Print verbatim the stretch of lines below from the one containing "out the yellow" through the one containing "[(266, 86), (212, 88)]", including both of those lines and nothing else.

Start of ENTRIES

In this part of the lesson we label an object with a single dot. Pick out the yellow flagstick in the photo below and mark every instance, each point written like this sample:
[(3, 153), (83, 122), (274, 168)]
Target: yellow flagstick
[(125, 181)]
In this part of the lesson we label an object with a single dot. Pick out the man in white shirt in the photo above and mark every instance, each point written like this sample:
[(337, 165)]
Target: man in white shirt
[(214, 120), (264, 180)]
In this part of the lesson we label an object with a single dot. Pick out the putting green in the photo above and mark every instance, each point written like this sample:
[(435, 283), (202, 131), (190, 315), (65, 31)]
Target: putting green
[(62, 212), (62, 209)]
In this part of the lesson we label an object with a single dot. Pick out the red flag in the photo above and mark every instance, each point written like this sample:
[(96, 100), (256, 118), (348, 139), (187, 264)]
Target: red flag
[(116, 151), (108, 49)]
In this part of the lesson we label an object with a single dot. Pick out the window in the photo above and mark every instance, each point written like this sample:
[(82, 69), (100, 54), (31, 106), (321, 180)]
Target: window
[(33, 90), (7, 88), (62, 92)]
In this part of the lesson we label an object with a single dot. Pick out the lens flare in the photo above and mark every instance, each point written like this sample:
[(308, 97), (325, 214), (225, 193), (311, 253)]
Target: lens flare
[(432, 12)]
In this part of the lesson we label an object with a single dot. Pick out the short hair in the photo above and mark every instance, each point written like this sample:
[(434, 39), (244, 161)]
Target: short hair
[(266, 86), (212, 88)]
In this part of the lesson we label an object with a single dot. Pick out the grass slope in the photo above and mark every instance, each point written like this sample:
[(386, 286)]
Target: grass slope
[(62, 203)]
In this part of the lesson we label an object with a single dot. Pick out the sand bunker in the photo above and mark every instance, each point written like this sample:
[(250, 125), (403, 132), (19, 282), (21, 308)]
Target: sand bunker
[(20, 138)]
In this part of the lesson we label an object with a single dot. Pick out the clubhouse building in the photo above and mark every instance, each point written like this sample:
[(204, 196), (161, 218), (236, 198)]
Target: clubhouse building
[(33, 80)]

End of ENTRIES
Start of ENTRIES

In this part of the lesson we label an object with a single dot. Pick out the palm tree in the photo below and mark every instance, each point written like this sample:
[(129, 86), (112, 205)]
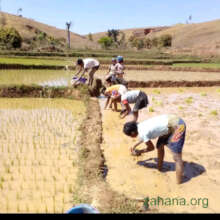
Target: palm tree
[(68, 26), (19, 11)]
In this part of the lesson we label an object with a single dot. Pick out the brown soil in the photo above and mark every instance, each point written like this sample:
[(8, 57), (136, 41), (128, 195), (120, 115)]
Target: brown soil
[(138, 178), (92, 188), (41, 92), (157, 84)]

End of ENTRIES

§ **WRITTEN SOLUTION**:
In this part of the lesson we label an object with a single dot. Pick out the yellow flagstick in the photo below and mark every instance, each point written like this sample:
[(3, 153), (83, 122), (274, 168)]
Target: yellow flagstick
[(125, 181)]
In this part of the lesson we label an object with a single dot. Pick out the man in white shirt in the photo above and mark every instance, each point written like this sample:
[(337, 165)]
Target: man in white shirt
[(214, 120), (264, 180)]
In this part of the lesson we label an object with a single dot. Pick out the putting green in the photo above and mark every instance, each point written like this sample:
[(435, 283), (202, 131), (190, 315), (65, 31)]
Target: putting green
[(62, 212), (62, 209)]
In this part of the lesson we label an object with a single dot. Pick out the red flag in the photo above and mark every instance, each point written like this sample:
[(96, 100), (256, 118), (348, 139), (187, 264)]
Target: red flag
[(116, 151), (108, 49)]
In this part of the lesson we label an object with a single dot. Pick out the window in the photo above and mark every instance, each point written like this sample:
[(82, 69), (100, 54), (31, 106), (321, 180)]
Target: window
[(33, 90), (7, 88), (62, 92)]
In this part of the lesson we label an object with a single dot. Pick out the lens flare in the photo above and mark every instance, each point written like this sample:
[(308, 97), (325, 214), (225, 193), (311, 253)]
Target: lens flare
[(432, 12)]
In this part of the lesson we label an object with a single dot. Pick out the short hair in the photo above and mark every instance, each point written like this sample:
[(434, 39), (244, 161)]
Target: short hair
[(266, 86), (212, 88)]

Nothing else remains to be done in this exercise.